What the task asks
An exact copy of the data is required, with no pictures in it.

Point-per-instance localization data
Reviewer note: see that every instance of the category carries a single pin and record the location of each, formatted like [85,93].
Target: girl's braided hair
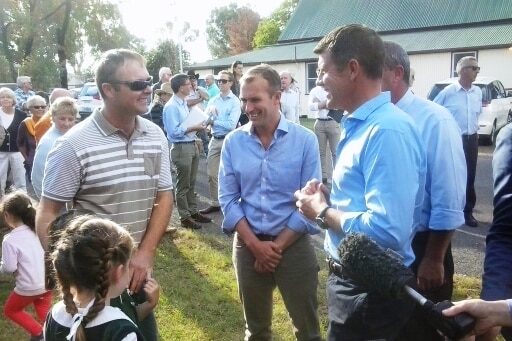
[83,257]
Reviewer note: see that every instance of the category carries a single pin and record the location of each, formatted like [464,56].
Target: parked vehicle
[88,100]
[496,106]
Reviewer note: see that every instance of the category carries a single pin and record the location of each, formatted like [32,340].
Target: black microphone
[382,271]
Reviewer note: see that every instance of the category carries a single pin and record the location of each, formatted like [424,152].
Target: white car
[496,106]
[88,100]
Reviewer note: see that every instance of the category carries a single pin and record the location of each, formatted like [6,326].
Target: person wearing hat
[196,98]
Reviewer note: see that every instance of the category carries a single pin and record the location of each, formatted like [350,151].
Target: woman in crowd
[10,157]
[290,104]
[26,134]
[64,112]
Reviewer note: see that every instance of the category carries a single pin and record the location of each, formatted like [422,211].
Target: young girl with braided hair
[23,256]
[91,258]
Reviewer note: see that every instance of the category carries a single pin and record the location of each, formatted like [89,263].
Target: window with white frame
[310,76]
[456,56]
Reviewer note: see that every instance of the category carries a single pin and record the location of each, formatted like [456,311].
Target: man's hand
[140,263]
[430,274]
[268,256]
[312,198]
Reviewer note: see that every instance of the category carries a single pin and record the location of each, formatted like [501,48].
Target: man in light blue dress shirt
[464,101]
[224,110]
[184,151]
[377,184]
[262,164]
[445,187]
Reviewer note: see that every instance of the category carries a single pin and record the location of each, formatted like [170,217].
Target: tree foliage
[230,30]
[270,29]
[41,37]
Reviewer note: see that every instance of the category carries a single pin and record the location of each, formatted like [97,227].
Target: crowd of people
[403,175]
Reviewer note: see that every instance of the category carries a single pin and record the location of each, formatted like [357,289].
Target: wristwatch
[320,219]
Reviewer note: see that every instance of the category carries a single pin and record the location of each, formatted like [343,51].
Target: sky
[148,21]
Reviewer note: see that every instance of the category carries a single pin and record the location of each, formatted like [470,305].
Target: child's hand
[152,290]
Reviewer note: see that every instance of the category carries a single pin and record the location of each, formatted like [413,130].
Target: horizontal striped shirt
[99,168]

Task solution
Reviewer note: see that every instance of the category carries a single pin and record the location of each, formatted like [85,93].
Target: girl's braided hair
[83,257]
Reviewer note: see that every instance of the category carries a single pin and record the location of each, formatted like [464,56].
Target: parked vehicle
[88,100]
[496,106]
Reviewer note: see that every instance of the category carries a single pin and record the location of each, formatted like [32,340].
Target: black microphone
[382,271]
Reviewer note: see that every instance of the category carries a single pin and record the location of each, formatted like [424,152].
Target: white car
[496,106]
[88,100]
Reviewer note: see that every instance of the category carries a single pin and record the location of each, formatted like [6,326].
Target: person wearing hat
[196,98]
Reviewer note: see that every instance of the category carries a single pin and record the location of each, formatted like [350,151].
Target: woman in crowd
[10,157]
[290,104]
[26,134]
[64,112]
Reviewer note: see that every instance of the category carries a single pin and record the location of each, formatted like [422,211].
Target: young girl with braided hair
[23,256]
[91,258]
Reviewer note: see that every instance of the category carries a single pin and record the location of each, formatted like [89,263].
Target: window with white frame
[310,76]
[456,56]
Reviewer note: see that every instance of the category carries a single pin and record the location of each, formatted like [456,311].
Target: man's hand
[140,263]
[430,274]
[268,256]
[312,198]
Reviewer note: see that every instance of the category carries a single pin and record the location of each, formatted like [501,48].
Target: man in light blue dress shirt
[464,101]
[224,110]
[184,151]
[377,184]
[262,164]
[445,187]
Reviewer note: see that every instance of the category carries a single pin and record the location of each, formatted like [170,217].
Target: tree foliage
[230,30]
[270,29]
[41,37]
Reviewer note: see that every instance of the category carries a single pin and record the location of each, formatted like [97,227].
Target: crowd of people
[403,175]
Reviewer note: see that every instance of the category carries a single pin and record the location of each, formatted like [357,289].
Target: wristwatch
[320,219]
Reviewer note: see that every instance of the category carries a single pin and record the location of each, formatted like [343,51].
Target: sky
[148,21]
Reviewer note: see that every instance of the category carries a single pin and record the location of each, formatted like [470,305].
Target: child's hand
[152,290]
Reviewer note: see that every instance of the category carries a single pin and record the location of each, formatted like [413,130].
Target: horizontal striped shirt
[99,168]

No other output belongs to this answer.